DIRECTIONS FOR THIS TASK: Copy every line below that has the word "lace" in it.

RECORDS SUPPLIED:
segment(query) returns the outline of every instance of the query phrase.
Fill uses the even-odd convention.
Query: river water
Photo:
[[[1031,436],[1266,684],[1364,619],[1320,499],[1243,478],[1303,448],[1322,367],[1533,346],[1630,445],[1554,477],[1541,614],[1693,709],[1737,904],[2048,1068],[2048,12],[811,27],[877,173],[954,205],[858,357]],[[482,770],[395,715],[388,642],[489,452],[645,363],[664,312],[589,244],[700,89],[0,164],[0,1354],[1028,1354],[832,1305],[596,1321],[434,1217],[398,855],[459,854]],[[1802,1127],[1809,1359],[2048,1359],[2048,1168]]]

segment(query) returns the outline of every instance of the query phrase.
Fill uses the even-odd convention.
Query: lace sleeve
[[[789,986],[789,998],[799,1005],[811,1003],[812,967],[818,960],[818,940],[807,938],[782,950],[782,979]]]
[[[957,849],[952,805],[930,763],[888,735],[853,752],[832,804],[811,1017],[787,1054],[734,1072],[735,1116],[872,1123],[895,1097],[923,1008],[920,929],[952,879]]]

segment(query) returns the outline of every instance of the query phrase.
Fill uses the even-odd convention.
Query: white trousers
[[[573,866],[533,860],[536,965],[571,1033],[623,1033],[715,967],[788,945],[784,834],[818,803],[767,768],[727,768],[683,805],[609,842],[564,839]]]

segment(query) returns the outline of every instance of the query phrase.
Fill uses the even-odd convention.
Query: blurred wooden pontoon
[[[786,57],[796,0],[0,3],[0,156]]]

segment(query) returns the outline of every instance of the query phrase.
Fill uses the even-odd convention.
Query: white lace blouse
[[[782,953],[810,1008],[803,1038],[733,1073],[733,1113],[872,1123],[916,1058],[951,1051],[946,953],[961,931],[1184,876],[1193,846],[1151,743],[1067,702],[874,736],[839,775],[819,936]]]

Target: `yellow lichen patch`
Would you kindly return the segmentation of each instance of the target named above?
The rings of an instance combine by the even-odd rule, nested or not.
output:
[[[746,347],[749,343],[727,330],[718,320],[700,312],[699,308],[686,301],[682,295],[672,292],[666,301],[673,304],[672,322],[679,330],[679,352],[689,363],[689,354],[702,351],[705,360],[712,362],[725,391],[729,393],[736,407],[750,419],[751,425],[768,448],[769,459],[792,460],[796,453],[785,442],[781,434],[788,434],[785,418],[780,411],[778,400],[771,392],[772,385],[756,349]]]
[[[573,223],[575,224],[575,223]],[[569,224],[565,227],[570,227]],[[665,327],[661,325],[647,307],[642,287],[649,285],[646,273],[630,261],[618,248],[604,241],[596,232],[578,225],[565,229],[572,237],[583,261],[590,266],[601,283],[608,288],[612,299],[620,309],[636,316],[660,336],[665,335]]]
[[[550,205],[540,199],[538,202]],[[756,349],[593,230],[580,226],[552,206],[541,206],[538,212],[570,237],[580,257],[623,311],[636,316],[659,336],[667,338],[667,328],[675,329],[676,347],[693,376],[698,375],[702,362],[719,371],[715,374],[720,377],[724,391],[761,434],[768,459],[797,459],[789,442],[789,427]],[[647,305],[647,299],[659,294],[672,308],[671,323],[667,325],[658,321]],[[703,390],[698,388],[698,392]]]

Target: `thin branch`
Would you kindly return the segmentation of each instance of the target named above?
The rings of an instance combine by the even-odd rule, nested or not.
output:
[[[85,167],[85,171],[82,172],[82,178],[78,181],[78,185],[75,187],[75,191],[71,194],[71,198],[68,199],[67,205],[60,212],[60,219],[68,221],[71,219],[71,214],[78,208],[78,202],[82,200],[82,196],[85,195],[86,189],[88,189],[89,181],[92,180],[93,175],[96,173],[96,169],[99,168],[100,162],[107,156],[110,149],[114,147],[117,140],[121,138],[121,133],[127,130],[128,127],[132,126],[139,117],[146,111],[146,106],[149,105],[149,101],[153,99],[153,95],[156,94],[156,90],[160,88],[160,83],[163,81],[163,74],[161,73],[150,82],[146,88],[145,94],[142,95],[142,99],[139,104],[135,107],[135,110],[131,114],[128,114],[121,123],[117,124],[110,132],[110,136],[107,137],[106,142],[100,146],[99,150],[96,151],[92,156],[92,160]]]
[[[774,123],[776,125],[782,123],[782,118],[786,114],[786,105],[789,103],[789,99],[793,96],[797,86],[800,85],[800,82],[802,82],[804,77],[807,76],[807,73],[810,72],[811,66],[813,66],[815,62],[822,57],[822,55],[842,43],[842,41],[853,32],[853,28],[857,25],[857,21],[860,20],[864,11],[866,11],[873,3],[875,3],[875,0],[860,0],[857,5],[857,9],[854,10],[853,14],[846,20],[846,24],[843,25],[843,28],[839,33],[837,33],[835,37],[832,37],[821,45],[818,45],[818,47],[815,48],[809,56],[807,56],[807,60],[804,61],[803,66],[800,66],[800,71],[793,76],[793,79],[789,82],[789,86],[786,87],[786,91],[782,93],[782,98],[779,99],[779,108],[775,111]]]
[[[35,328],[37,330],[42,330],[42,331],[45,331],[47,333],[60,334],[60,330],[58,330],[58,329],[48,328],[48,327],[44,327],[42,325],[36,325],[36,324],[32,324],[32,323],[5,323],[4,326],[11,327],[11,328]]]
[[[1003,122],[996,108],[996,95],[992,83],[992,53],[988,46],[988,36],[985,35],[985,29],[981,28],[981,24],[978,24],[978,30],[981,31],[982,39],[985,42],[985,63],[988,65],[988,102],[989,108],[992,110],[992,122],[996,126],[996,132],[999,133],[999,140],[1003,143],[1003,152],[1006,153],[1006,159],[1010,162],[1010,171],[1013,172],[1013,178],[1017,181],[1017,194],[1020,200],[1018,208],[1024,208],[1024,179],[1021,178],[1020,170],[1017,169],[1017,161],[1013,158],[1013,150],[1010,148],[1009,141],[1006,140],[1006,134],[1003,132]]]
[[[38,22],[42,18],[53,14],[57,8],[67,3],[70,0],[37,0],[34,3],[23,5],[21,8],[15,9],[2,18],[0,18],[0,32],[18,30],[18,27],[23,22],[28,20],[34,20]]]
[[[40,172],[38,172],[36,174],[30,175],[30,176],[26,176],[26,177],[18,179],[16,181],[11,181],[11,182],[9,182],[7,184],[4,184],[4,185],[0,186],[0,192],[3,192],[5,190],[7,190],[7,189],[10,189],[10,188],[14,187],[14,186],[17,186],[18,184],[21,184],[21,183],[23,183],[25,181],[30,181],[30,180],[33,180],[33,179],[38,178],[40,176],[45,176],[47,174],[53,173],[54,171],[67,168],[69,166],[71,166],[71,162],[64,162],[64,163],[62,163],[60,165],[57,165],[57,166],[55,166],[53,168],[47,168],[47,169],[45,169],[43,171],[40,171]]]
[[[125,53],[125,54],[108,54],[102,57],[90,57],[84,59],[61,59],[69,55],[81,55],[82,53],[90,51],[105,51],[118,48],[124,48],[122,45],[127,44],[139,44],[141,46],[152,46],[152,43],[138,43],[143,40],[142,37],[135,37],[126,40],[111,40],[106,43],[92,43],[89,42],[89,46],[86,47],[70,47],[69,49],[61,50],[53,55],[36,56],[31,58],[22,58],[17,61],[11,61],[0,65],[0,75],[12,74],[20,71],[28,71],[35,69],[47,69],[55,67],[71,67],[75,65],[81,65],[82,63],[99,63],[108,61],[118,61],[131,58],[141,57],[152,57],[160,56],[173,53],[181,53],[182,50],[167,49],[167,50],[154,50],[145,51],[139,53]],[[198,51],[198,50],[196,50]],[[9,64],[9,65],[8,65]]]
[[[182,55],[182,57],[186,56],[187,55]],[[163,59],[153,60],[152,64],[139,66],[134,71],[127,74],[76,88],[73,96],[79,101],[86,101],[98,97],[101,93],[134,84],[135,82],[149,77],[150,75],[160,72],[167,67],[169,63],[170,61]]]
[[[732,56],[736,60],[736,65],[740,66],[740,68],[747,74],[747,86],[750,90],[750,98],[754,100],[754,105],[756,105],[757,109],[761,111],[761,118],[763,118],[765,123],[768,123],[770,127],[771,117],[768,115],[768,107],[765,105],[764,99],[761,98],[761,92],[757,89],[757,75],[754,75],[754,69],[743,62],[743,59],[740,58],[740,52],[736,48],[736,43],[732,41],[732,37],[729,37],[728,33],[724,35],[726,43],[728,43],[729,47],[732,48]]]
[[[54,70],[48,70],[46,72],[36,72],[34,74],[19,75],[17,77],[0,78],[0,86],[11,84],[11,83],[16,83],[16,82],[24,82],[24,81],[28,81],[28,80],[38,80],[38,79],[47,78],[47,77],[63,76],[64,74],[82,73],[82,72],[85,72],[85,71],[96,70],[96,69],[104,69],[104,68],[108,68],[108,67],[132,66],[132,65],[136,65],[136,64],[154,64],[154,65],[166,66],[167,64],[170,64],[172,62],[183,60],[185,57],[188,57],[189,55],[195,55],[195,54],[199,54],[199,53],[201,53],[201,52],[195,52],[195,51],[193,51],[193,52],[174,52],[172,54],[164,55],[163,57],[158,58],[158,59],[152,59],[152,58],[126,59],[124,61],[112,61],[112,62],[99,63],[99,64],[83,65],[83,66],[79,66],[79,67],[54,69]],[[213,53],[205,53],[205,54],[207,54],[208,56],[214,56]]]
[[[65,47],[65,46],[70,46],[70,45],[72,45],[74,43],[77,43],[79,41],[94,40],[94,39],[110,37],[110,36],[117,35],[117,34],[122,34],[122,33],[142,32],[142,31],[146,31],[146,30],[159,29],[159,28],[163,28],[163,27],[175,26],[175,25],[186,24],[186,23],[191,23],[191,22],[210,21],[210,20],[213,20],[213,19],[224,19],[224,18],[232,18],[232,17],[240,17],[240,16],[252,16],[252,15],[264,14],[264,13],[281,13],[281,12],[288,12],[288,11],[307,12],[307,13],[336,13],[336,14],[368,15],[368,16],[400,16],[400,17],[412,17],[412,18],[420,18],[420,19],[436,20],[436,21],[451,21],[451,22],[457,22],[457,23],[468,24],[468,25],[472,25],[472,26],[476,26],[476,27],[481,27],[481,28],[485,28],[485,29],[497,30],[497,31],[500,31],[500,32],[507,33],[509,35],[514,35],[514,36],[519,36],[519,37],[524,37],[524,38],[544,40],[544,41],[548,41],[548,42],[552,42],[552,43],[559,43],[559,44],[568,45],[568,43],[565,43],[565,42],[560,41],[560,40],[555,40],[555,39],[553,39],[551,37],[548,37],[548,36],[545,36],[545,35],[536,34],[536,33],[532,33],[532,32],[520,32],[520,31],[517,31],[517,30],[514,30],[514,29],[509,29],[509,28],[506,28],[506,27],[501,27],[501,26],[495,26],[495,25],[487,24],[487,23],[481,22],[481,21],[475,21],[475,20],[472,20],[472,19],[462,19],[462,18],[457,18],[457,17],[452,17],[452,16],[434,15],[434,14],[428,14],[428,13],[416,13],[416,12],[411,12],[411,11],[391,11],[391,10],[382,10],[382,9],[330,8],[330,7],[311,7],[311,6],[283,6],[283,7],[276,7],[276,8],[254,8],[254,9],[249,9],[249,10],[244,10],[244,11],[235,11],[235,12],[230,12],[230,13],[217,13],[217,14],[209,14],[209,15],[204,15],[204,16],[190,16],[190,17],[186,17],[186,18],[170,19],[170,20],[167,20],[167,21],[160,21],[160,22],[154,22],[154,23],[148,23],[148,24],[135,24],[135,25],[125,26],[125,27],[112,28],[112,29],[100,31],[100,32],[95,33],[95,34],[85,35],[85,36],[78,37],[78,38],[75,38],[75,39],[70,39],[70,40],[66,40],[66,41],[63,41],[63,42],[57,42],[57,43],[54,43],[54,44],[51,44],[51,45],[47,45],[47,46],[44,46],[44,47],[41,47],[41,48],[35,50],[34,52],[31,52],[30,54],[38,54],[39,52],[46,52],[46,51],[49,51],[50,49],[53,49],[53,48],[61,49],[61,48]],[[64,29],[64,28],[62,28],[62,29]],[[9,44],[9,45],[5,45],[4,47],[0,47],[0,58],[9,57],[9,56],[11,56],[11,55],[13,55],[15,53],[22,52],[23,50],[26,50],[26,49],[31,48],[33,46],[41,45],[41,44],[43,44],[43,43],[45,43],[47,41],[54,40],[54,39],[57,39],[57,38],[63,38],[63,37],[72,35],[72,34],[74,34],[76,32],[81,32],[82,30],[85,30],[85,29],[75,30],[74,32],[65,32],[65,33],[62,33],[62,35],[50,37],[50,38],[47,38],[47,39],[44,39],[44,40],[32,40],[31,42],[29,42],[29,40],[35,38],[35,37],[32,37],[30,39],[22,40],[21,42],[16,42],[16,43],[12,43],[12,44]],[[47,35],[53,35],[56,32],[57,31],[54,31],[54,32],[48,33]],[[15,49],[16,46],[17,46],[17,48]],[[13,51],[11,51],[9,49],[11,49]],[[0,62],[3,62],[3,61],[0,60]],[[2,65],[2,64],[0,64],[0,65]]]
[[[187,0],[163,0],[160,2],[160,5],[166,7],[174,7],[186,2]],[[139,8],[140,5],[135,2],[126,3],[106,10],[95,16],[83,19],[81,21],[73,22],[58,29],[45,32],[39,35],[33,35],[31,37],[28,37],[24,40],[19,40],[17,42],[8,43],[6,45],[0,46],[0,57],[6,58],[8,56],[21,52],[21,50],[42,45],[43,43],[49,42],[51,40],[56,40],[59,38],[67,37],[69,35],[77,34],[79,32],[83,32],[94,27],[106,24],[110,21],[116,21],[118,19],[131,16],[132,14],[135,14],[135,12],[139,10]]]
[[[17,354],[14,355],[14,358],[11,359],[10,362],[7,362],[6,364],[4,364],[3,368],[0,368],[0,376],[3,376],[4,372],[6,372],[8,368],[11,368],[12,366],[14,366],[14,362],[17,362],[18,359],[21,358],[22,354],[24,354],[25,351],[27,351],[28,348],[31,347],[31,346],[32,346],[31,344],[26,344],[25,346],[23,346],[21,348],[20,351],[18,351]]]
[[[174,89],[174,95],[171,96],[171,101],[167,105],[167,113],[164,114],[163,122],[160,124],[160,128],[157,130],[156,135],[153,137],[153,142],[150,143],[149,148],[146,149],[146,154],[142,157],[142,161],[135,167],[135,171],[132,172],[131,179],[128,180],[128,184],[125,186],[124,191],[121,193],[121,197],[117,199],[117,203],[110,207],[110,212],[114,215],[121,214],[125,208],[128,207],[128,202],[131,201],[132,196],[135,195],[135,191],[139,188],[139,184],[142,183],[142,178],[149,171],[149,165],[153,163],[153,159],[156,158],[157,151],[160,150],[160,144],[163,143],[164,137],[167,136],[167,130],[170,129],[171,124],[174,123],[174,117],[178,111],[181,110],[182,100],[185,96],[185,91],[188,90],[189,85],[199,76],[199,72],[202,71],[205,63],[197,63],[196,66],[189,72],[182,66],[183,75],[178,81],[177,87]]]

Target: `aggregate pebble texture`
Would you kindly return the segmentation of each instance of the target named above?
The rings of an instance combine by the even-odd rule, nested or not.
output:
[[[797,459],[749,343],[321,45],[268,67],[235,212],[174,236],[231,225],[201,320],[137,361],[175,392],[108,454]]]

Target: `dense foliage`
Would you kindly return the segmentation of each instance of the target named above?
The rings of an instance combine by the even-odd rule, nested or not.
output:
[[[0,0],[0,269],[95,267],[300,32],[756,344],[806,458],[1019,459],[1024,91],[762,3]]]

RESPONSE TO THIS EXERCISE:
Query: lace sleeve
Query: white lace blouse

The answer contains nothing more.